WHAT NEEDS TO BE DONE: In the entries below, copy every line from the one containing "Where can the child's face" through the one containing "column 345, row 120", inclusive, without changing any character.

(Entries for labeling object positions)
-=-=-=-=-

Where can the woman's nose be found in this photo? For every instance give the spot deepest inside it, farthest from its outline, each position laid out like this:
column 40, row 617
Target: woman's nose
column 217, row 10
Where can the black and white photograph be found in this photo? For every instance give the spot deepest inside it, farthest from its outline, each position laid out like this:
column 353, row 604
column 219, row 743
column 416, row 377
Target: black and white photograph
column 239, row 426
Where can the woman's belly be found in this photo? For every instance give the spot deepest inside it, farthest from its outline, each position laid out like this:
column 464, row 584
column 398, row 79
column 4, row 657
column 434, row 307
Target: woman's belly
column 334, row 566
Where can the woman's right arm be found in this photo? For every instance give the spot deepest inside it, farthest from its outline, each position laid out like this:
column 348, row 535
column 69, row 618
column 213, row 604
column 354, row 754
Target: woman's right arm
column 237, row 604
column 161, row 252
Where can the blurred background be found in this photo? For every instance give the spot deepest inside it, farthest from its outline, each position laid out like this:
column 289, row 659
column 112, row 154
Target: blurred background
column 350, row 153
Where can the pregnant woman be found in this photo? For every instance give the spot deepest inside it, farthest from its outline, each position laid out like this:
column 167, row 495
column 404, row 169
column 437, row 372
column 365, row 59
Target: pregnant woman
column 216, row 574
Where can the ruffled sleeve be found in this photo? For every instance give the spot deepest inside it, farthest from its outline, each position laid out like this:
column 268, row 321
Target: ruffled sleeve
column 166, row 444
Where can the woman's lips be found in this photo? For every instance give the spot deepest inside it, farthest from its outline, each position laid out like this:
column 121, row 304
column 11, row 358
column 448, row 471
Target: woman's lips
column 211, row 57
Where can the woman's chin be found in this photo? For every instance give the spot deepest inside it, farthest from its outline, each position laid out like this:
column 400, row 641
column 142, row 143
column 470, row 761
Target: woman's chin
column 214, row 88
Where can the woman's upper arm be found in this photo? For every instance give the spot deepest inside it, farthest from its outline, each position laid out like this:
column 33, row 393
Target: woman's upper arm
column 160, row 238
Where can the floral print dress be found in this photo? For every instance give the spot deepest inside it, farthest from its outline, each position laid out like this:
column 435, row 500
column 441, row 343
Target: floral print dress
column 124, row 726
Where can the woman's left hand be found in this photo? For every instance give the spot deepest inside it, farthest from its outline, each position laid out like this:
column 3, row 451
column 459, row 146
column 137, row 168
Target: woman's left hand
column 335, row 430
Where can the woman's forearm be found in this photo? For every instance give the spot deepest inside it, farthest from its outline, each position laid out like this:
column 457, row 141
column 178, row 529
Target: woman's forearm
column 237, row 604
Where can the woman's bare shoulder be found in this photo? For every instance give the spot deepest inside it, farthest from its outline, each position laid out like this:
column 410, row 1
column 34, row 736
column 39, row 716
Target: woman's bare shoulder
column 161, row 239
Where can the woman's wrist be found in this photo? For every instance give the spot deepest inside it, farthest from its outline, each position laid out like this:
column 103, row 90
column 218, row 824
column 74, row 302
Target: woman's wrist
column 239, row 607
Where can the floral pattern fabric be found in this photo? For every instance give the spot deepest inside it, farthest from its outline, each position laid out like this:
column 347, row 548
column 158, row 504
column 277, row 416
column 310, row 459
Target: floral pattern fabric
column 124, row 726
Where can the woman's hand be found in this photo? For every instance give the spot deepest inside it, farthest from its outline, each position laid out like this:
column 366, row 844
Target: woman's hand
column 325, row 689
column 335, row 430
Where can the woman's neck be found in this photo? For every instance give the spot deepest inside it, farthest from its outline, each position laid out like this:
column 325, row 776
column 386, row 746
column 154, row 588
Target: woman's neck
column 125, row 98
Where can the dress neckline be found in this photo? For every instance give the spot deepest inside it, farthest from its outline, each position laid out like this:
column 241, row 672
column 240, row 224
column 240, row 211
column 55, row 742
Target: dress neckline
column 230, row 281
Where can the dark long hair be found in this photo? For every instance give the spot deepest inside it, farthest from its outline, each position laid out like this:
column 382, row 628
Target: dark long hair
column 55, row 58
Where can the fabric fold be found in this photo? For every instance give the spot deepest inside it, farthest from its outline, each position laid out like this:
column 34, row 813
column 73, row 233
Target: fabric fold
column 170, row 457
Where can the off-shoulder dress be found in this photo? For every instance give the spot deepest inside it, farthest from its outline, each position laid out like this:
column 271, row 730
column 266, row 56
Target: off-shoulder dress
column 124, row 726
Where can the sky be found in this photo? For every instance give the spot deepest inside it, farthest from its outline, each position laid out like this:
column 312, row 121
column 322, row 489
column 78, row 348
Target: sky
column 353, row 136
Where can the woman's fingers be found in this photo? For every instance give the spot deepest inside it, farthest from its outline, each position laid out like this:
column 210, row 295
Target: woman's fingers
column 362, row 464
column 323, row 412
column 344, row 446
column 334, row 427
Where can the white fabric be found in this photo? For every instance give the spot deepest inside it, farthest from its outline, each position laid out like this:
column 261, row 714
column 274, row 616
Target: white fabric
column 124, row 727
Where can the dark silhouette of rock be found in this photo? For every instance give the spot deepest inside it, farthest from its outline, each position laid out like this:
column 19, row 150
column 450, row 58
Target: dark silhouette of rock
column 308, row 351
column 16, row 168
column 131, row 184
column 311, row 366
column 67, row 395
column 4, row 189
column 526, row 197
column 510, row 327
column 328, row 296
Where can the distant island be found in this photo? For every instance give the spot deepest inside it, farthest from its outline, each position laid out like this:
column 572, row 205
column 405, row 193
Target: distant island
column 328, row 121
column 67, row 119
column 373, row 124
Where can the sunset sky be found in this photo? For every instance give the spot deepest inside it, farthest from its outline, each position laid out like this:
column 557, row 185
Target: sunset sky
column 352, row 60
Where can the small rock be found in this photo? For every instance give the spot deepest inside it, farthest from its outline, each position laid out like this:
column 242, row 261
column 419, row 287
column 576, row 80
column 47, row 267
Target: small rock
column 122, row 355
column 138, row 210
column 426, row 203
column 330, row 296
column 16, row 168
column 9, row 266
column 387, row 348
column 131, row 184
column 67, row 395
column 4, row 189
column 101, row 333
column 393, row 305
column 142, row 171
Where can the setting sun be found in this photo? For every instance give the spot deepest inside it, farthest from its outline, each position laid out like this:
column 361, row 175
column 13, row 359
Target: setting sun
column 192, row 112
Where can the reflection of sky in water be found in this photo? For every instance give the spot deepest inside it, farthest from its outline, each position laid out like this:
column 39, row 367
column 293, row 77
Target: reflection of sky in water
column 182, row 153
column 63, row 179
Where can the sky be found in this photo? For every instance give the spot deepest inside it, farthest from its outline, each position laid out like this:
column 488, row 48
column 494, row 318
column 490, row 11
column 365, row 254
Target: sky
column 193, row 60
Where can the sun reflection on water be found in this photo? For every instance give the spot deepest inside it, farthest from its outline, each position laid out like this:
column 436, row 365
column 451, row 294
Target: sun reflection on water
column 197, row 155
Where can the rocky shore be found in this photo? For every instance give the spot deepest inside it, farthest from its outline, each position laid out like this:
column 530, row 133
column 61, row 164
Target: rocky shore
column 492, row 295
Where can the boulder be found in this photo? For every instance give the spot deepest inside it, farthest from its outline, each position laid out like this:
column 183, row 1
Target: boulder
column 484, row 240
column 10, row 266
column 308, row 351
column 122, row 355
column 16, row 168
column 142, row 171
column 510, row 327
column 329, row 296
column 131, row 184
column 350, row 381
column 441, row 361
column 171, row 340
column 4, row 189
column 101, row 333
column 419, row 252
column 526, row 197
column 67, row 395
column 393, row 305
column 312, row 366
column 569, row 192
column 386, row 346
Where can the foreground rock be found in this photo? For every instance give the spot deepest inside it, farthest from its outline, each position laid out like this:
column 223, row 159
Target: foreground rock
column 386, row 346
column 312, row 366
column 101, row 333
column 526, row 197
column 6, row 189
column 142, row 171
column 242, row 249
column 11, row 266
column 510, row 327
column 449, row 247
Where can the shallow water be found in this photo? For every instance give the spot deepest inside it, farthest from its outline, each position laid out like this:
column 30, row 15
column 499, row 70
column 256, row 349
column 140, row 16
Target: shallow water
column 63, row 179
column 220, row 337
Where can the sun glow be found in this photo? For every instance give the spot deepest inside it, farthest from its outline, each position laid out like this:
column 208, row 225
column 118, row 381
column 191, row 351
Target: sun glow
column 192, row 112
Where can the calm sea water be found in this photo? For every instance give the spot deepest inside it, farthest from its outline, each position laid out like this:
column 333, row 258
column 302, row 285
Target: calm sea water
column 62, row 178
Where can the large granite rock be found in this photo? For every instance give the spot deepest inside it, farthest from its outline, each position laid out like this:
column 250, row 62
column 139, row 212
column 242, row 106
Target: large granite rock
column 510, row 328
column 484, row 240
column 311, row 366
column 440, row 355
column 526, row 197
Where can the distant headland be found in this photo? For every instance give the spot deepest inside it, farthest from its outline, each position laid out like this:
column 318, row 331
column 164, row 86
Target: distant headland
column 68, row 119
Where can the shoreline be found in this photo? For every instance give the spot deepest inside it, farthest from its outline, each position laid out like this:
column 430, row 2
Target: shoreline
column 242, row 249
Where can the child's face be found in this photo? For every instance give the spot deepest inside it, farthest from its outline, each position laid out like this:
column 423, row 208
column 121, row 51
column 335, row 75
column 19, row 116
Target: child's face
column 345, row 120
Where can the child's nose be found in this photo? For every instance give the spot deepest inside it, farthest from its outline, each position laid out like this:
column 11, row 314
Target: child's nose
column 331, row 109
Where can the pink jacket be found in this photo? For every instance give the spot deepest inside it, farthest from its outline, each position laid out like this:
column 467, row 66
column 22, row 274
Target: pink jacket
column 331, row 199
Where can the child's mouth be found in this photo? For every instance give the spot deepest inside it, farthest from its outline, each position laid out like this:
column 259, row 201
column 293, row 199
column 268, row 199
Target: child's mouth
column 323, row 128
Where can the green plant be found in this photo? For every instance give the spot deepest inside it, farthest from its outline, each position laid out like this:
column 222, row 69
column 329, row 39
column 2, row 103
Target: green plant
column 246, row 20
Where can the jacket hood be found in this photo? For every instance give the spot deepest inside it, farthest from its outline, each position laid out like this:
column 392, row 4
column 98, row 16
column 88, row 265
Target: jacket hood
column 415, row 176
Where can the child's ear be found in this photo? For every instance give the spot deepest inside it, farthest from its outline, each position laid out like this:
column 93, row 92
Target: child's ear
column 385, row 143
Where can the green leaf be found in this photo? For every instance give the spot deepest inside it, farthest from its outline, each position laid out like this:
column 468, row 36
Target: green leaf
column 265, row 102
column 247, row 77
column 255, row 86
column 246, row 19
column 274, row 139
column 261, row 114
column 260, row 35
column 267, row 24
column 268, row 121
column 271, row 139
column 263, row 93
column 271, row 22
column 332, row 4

-=-=-=-=-

RESULT BELOW:
Where can the child's face be found in this photo? For every instance give the spot deepest inside it, farthest from its outline, each position laid out like this:
column 423, row 208
column 121, row 51
column 335, row 75
column 19, row 116
Target: child's face
column 345, row 120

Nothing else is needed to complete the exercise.